• **What you need to do**:
Copy nothing but the lines below running from the line containing "The response MUST carry one point per instance of the light" through the line containing "The response MUST carry one point per instance of the canopy", both end lines included.

• **Data**:
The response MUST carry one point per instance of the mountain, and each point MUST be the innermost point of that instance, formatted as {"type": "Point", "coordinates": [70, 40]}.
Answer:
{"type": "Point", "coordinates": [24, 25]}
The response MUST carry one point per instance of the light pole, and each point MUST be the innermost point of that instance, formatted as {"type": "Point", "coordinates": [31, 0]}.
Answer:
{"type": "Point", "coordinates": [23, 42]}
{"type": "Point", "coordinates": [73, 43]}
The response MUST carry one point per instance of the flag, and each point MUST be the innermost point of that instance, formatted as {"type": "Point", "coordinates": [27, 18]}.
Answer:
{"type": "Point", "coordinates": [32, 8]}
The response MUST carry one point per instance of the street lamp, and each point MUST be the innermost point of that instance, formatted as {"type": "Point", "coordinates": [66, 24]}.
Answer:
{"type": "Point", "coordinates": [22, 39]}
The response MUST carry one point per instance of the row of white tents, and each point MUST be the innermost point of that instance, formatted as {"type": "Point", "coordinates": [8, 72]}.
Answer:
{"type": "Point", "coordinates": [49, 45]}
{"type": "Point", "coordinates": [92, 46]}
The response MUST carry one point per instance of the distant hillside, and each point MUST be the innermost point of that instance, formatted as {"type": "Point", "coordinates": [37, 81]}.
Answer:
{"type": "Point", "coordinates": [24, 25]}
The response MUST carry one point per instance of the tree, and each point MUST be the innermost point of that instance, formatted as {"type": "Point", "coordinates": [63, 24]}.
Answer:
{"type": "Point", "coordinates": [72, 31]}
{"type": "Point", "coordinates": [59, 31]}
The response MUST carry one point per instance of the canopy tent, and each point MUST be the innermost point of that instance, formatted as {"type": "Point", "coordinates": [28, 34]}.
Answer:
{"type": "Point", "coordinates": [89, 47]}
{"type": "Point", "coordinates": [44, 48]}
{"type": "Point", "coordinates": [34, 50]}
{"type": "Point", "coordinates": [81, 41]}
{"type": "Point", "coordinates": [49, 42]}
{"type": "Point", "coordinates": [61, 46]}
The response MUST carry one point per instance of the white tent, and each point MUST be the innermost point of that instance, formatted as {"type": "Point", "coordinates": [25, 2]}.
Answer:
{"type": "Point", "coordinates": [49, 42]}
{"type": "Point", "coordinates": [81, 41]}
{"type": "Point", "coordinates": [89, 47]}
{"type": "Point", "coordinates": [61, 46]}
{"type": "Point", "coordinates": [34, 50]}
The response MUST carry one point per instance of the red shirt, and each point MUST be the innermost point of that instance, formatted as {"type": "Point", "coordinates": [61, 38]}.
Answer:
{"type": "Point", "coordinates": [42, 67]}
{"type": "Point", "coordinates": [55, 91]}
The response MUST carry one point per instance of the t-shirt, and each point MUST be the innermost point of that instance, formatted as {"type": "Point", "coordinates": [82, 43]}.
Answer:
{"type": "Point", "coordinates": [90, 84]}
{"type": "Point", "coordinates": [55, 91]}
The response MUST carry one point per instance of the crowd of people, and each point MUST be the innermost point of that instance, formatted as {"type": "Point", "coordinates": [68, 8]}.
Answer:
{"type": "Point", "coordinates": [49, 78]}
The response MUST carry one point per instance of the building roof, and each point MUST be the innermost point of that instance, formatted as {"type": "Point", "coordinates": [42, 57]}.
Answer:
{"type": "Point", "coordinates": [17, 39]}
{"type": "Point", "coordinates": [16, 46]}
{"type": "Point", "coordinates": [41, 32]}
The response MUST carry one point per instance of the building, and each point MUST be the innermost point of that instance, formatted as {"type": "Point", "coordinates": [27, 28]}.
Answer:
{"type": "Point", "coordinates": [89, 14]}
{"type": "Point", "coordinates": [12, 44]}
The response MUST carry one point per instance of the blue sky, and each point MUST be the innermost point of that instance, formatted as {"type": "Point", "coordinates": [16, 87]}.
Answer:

• **Response**:
The response MUST carry one point per instance of the light pole, and each point MUST be the innermost point of that instance, formatted as {"type": "Point", "coordinates": [31, 0]}.
Answer:
{"type": "Point", "coordinates": [23, 42]}
{"type": "Point", "coordinates": [73, 43]}
The response MUST carry one point per instance of the flag, and each point MUST be the innermost point of that instance, formatted as {"type": "Point", "coordinates": [27, 18]}.
Answer:
{"type": "Point", "coordinates": [32, 8]}
The response MUST carry one point per instance of the street lamp, and each point MUST be the innermost point of that instance, formatted as {"type": "Point", "coordinates": [66, 24]}.
Answer:
{"type": "Point", "coordinates": [22, 39]}
The response MUST carry one point per instance of the row of white tents, and each point MUST be the innermost point of that instance, formatted as {"type": "Point", "coordinates": [8, 72]}.
Answer:
{"type": "Point", "coordinates": [49, 45]}
{"type": "Point", "coordinates": [92, 46]}
The response MUST carry one point per instance of the distant hillside, and each point MUST be the innermost point of that instance, formatted as {"type": "Point", "coordinates": [37, 81]}.
Answer:
{"type": "Point", "coordinates": [24, 25]}
The response MUST carry one point per instance of the tree, and each point MUST be the innermost point of that instance, formatted as {"type": "Point", "coordinates": [63, 24]}.
Answer:
{"type": "Point", "coordinates": [72, 31]}
{"type": "Point", "coordinates": [59, 31]}
The response MUST carry one point per instance of the canopy tent, and each point MUST be the innermost point of that instance, formatted as {"type": "Point", "coordinates": [28, 34]}.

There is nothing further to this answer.